WORK TO COMPLETE
Update the Hope Lodge post from "Hope Lodge –" to "away, we qualified!" by replacing every "patients" with "residents".

Saturday, July 26, 2014

Hope Lodge – “It’s Almost Worth It!”

Amazing. Incredible. Unbelievable. Generous. Indispensable. These are some of the words that come to mind when Mark and I think about the AstraZeneca Hope Lodge in Boston. The Lodge, an initiative of the American Cancer Society, offers 40 cancer patients and their caretaker a free place to stay during their treatment in Boston’s first rate hospitals. This way, the patients – who have enough going on in their lives – do not have to worry about (expensive) accommodation and can focus on what is most important: their health and recovery. One of the requirements for staying at Hope Lodge is that you have to live more than 40 miles away from Boston. Since our floating home is located 6000 miles away, we qualified!

Based on the staggering amount of people walking the hallways and occupying the waiting rooms in Dana Farber Hospital, cancer is very prominent and heaps of patients are being treated. With only 40 rooms, Hope Lodge is very popular and almost always full. Mark and I were on the waiting list until two weeks into his radiation therapy. We were able to drive into the city daily and start his treatments on June 25th, a very time consuming and arduous task, but it was an option for us, while most guests at Hope Lodge live too far away and can only start their treatments from the moment there is room availability. One day, we received a call that there was space, and we moved in for Mark’s last two weeks. What a relief, comfort and convenience it was to have our own living quarters and to be able to walk to Dana Farber for all the appointments!

Not only did we have our own suite (with bathroom, seating area and beds), but many common areas were at the guests’ disposal: from family, TV, and game rooms, to libraries, a small movie theatre and a couple of outdoor areas. The first floor contained four full size kitchens - where every couple had a designated locker and fridge and freezer shelf - and a massive communal seating area. Activities were organized daily and consisted of yoga sessions, grocery runs, game and movie nights, musical entertainment and free meals organized by volunteers. Free van transport to Boston’s major cancer institutes ran hourly. In the vicinity a big park with greenery and a pond lured us for strolls, and a Whole Foods supermarket was a 15-minute walk away.

Being at Hope Lodge meant that Mark’s treatments only took a 1.5 hour chunk out of every day, leaving more time to work, socialize and exercise. One afternoon, we said “hi” to the dogs at the Humane Society, a short walk away, one Sunday we explored Boston, and another afternoon our “old” cruising friends Cindy and Gray (who we sailed with in the Bahamas more than six years ago) came over for a visit. One evening I gave a presentation about our boat life and scenes from the Pacific. Everyone at the Lodge was courteous, friendly, helpful and caring and we met some great people. With everything going on the last months, our time at Hope Lodge was somewhat of a silver lining and we are very happy and appreciative we managed to stay there. As Mark and I joked with some people there: “It is almost worth getting cancer to be able to experience Hope Lodge!” Whenever we have money, we know where to donate…

Harvard University in Cambridge, Boston

Olmsted Park near Hope Lodge

Practicing with my new camera

Boston city center

Quincy Market in Boston

Feneuil Hall in Boston

Paule Revere house

Charles W. Morgan whaling ship in Charlestown, Boston

Hanging out with Mary at Hope Lodge

Communal living room (where I worked)

EXTRACTED ENTRIES
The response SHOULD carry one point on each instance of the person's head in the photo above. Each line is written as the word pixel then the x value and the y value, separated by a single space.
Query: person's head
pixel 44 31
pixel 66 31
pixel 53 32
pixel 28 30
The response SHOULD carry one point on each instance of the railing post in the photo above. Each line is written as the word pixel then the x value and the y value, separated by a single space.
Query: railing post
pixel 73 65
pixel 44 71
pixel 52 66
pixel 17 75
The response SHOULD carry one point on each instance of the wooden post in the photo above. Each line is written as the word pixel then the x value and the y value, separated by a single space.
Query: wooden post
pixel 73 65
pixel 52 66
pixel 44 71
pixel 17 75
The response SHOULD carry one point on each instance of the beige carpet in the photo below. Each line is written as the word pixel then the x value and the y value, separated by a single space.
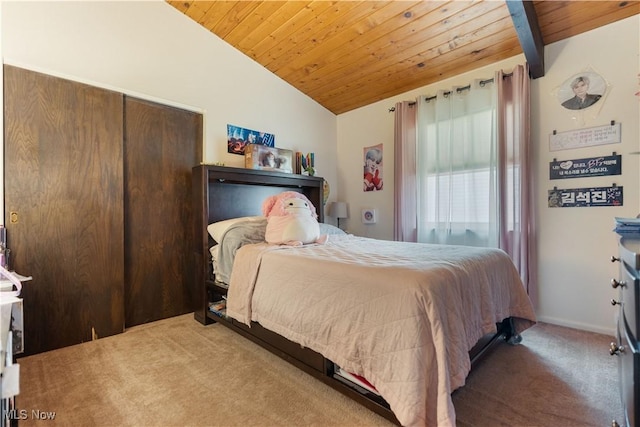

EXERCISE ANSWER
Hope Lodge – “It’s Almost Worth It!”

Amazing. Incredible. Unbelievable. Generous. Indispensable. These are some of the words that come to mind when Mark and I think about the AstraZeneca Hope Lodge in Boston. The Lodge, an initiative of the American Cancer Society, offers 40 cancer residents and their caretaker a free place to stay during their treatment in Boston’s first rate hospitals. This way, the residents – who have enough going on in their lives – do not have to worry about (expensive) accommodation and can focus on what is most important: their health and recovery. One of the requirements for staying at Hope Lodge is that you have to live more than 40 miles away from Boston. Since our floating home is located 6000 miles away, we qualified!